── TEXTE SOURCE ──

Se débarrasser du beau ne signifie pas pour autant épouser le laid, et c’est dans cette ambigüité que se trouve la saveur du style de l’auteur. Si la représentation des décors est annonciatrice de ce que ressent le personnage, il est aussi primordial de souligner l’importance que le dessinateur accorde à la réalisation de ses arrière-plans. Il les élabore avec une minutie extrême qu’il a apprise à l’atelier de Shigeru Mizuki, un réalisme qui donne tantôt envie de s’y plonger, tantôt envie de les fuir. Si Yoshiharu Tsuge dessine particulièrement lentement, son trait est tellement précis et juste qu’il devient une référence en la matière. Il est aisé de s’en rendre contre notamment quand le personnage central est représenté de dos en train de s’enfoncer dans les décors comme dans La fille de bouquiniste, qui est le premier exemple marquant même si on retrouve ce motif avant comme dans Le marais et sa conclusion mémorable ou encore la page titre de La rumeur. Mais c’est bien évidemment dans La vis que cette représentation est la plus fascinante.

───

**CONSIGNE 1**
D'après le texte source, où le dessinateur a-t-il appris la minutie avec laquelle il élabore ses arrière-plans ?
**CONSIGNE 2**
Résumez s'il vous plaît le paragraphe du texte source qui commence par « Se débarrasser du beau » en gardant ses faits principaux.

── LISTE DES LIGNES ──

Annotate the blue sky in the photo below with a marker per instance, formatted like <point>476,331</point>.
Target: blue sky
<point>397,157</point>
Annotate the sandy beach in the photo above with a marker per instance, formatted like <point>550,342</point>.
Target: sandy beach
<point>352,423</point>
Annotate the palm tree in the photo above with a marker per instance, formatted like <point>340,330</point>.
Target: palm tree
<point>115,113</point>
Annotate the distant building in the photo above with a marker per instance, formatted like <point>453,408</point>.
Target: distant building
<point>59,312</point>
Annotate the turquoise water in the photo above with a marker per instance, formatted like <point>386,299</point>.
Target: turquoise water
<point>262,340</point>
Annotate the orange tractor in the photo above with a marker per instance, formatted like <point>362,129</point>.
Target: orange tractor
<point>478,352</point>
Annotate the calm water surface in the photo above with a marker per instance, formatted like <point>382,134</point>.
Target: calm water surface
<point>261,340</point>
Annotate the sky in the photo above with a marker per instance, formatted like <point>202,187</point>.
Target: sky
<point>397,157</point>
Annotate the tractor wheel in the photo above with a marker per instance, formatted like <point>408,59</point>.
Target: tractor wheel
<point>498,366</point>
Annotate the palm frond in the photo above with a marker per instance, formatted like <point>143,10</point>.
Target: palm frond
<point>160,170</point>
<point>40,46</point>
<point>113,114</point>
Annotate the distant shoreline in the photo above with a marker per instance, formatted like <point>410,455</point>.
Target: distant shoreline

───

**RÉPONSE ATTENDUE 1**
À l'atelier de Shigeru Mizuki.

**RÉPONSE ATTENDUE 2**
Rejeter le beau sans adopter le laid : cette ambigüité fait la saveur du style de l'auteur. Les décors annoncent ce que ressent le personnage, et le dessinateur soigne particulièrement ses arrière-plans avec une minutie extrême apprise à l'atelier de Shigeru Mizuki. Leur réalisme donne tantôt envie de s'y plonger, tantôt envie de les fuir. Yoshiharu Tsuge dessine lentement, mais son trait, précis et juste, fait référence. On le voit quand le personnage central, de dos, s'enfonce dans les décors. La fille de bouquiniste en est le premier exemple marquant, même si le motif apparaît déjà dans Le marais et sur la page titre de La rumeur. C'est dans La vis que cette représentation est la plus fascinante.